• Assigned task: Which of the lines below include "hair"? Each one should be copied out.

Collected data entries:
== Segment start ==
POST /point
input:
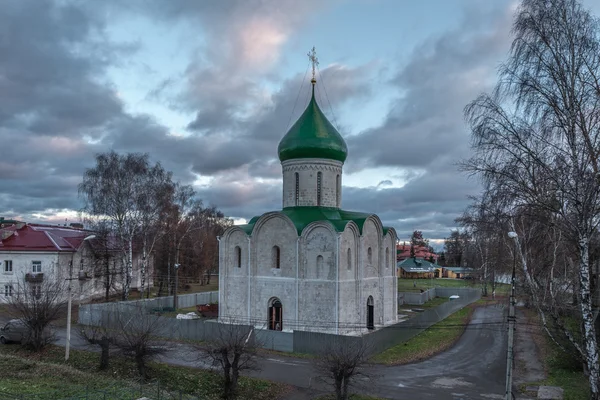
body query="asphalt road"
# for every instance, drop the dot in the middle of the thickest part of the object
(473, 369)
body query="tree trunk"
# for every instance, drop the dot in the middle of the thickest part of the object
(128, 268)
(104, 353)
(143, 268)
(585, 304)
(107, 278)
(338, 389)
(141, 365)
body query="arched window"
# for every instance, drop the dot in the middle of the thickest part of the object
(319, 266)
(276, 257)
(349, 259)
(297, 194)
(387, 257)
(319, 178)
(338, 191)
(238, 256)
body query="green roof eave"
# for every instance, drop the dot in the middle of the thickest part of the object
(301, 217)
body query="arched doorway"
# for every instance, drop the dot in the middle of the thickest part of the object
(275, 314)
(370, 313)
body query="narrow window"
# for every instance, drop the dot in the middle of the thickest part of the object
(297, 188)
(36, 266)
(319, 178)
(276, 257)
(349, 259)
(319, 266)
(338, 191)
(387, 257)
(8, 266)
(238, 256)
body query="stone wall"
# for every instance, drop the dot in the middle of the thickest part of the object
(307, 169)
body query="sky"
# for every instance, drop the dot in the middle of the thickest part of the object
(208, 88)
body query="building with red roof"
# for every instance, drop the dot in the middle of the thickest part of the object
(40, 252)
(403, 252)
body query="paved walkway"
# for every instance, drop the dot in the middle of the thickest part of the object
(473, 369)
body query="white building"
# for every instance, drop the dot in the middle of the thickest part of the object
(312, 265)
(40, 253)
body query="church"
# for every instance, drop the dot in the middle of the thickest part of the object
(312, 265)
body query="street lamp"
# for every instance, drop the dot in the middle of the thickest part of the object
(176, 266)
(68, 343)
(511, 321)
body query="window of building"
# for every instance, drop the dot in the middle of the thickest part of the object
(238, 256)
(36, 291)
(349, 259)
(319, 179)
(8, 266)
(297, 193)
(387, 257)
(338, 191)
(276, 257)
(36, 266)
(319, 266)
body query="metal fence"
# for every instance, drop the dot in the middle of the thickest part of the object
(110, 314)
(131, 391)
(91, 314)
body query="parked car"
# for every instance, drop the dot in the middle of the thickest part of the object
(13, 331)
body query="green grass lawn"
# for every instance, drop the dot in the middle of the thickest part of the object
(431, 341)
(48, 376)
(562, 368)
(408, 285)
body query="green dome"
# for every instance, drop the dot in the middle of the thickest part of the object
(312, 136)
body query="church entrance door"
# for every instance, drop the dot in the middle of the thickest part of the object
(370, 313)
(275, 314)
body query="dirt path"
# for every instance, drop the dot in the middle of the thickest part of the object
(528, 365)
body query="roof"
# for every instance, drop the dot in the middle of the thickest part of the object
(415, 264)
(312, 136)
(403, 252)
(303, 216)
(459, 269)
(37, 237)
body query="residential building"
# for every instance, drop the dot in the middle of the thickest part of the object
(40, 253)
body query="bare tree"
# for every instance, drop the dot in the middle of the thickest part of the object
(341, 363)
(37, 304)
(102, 337)
(233, 350)
(130, 193)
(537, 137)
(137, 335)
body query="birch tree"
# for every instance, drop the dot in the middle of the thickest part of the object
(127, 191)
(536, 137)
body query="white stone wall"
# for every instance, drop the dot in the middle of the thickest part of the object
(307, 170)
(327, 296)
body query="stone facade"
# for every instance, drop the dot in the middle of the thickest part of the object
(303, 175)
(311, 266)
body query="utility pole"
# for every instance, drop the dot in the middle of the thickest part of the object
(511, 325)
(68, 343)
(176, 266)
(69, 311)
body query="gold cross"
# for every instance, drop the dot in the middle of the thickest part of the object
(312, 56)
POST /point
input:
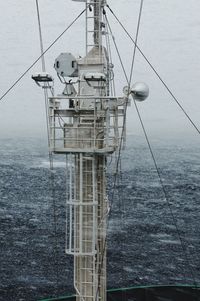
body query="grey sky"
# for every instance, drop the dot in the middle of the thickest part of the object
(169, 37)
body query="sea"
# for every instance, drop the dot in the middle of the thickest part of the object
(153, 229)
(153, 238)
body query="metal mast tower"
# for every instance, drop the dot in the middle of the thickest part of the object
(85, 124)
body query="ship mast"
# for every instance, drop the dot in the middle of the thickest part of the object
(85, 125)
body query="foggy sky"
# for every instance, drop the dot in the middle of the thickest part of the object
(169, 36)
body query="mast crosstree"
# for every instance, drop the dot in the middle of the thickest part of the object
(88, 134)
(87, 124)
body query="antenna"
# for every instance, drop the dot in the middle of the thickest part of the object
(86, 125)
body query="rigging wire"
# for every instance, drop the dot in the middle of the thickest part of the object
(46, 50)
(123, 127)
(156, 72)
(184, 250)
(52, 182)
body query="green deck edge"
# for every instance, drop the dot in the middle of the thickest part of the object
(129, 288)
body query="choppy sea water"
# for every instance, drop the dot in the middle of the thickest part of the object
(143, 244)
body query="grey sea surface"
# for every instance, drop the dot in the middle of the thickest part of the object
(144, 246)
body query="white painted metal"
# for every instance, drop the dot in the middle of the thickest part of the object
(86, 126)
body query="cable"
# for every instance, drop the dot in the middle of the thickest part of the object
(165, 194)
(45, 88)
(157, 74)
(124, 122)
(31, 66)
(162, 185)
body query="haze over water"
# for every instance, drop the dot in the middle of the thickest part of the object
(141, 231)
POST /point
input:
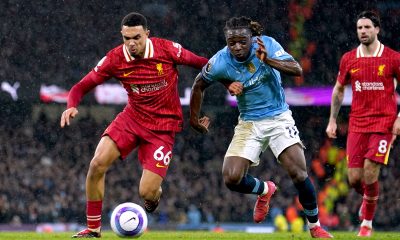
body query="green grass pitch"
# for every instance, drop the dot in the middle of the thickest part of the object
(172, 235)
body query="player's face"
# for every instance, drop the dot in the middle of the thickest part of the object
(239, 43)
(366, 31)
(135, 39)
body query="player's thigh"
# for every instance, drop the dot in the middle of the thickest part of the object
(155, 150)
(247, 143)
(106, 153)
(150, 182)
(123, 130)
(283, 134)
(356, 148)
(379, 145)
(234, 168)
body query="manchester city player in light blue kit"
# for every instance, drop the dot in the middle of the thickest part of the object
(250, 66)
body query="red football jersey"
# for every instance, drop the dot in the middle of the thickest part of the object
(373, 82)
(151, 82)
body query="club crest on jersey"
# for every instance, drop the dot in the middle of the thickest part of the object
(96, 69)
(159, 69)
(381, 68)
(135, 88)
(251, 68)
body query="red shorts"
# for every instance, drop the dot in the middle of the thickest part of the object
(373, 146)
(155, 147)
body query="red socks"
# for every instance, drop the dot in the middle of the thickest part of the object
(370, 200)
(93, 214)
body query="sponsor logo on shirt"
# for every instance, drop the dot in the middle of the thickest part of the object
(96, 69)
(159, 69)
(380, 69)
(369, 86)
(127, 73)
(143, 88)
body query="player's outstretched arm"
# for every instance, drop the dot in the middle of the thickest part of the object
(67, 115)
(336, 103)
(289, 67)
(196, 99)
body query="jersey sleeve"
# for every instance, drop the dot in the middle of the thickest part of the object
(212, 71)
(342, 76)
(397, 67)
(104, 67)
(275, 50)
(95, 77)
(182, 56)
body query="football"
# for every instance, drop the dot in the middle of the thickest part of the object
(128, 220)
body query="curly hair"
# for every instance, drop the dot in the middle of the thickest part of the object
(244, 22)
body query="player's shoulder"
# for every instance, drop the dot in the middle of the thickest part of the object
(162, 42)
(390, 52)
(349, 55)
(266, 39)
(220, 58)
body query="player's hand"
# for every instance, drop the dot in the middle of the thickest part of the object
(200, 125)
(331, 129)
(67, 115)
(235, 88)
(261, 52)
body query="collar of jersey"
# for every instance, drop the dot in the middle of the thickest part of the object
(239, 63)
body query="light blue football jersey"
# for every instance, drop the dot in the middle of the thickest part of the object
(263, 95)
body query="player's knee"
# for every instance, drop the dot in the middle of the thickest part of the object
(97, 166)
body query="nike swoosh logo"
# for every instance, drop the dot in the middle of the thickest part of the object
(128, 73)
(160, 166)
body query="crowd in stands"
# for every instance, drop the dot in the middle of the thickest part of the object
(44, 168)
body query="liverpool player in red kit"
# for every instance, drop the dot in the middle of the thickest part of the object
(372, 70)
(146, 67)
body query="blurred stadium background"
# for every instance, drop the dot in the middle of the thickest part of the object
(47, 46)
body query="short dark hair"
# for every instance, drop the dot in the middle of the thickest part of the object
(374, 17)
(134, 19)
(244, 22)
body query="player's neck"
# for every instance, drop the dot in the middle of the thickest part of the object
(369, 50)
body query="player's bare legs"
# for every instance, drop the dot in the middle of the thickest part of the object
(105, 155)
(150, 189)
(293, 160)
(369, 176)
(233, 170)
== Segment end ==
• Completed task:
body query="curly hair"
body query="short dark hair"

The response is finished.